→ **Problems to work on**
#1 In the passage about Anne Stine Ingstad, what book did she write with Bjørn Myhre and Arne Emil Christensen jr.?
#2 Continue the passage about Anne Stine Ingstad from the point where it stops.

→ **Passage shown**
== Segment start ==

After she had become a state research fellow in 1977, Anne Stine Ingstad took up a new field of research, the processing of the textile finds from the Kaupang and Oseberg excavation sites. Following her research, together with archaeologists Bjørn Myhre and Arne Emil Christensen jr., she wrote the book Osebergdronningens grav (1992).

==Honors==
- In 1969, Anne Stine Ingstad was awarded an Honorary Doctorate by Memorial University of Newfoundland.
- The Helge and Anne Stine Ingstad Building on the St. John's Campus of the Memorial University of Newfoundland is named after her and her husband.
- In 1992, she was also awarded an Honorary Doctorate at the University of Bergen.
- She was a commander of the Order of St. Olav and was made a member of the Norwegian Academy of Science from 1990.

== Segment end ==

→ **Available data**

== Segment start ==

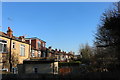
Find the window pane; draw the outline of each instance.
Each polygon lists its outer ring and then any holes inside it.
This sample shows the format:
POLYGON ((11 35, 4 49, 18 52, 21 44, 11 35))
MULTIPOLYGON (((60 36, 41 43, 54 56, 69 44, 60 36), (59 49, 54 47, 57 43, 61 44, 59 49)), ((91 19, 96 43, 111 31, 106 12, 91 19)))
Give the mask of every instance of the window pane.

== Segment end ==

→ **Responses to the tasks**
#1 Osebergdronningens grav (1992)

#2
- She appeared with her husband in the 1984 National Film Board of Canada documentary The Vinland Mystery.

==Personal life==
Anne Stine Ingstad died in November 1997 at the age of 79, leaving behind her 98-year-old husband Helge and their daughter Benedicte Ingstad, professor of medical anthropology at the University of Oslo.

==Bibliography==
- Ingstad, Helge; Ingstad, Anne Stine (2001). The Viking Discovery of America: The Excavation of a Norse Settlement in L'Anse Aux Meadows, Newfoundland. Checkmark Books. ISBN 0-8160-4716-2.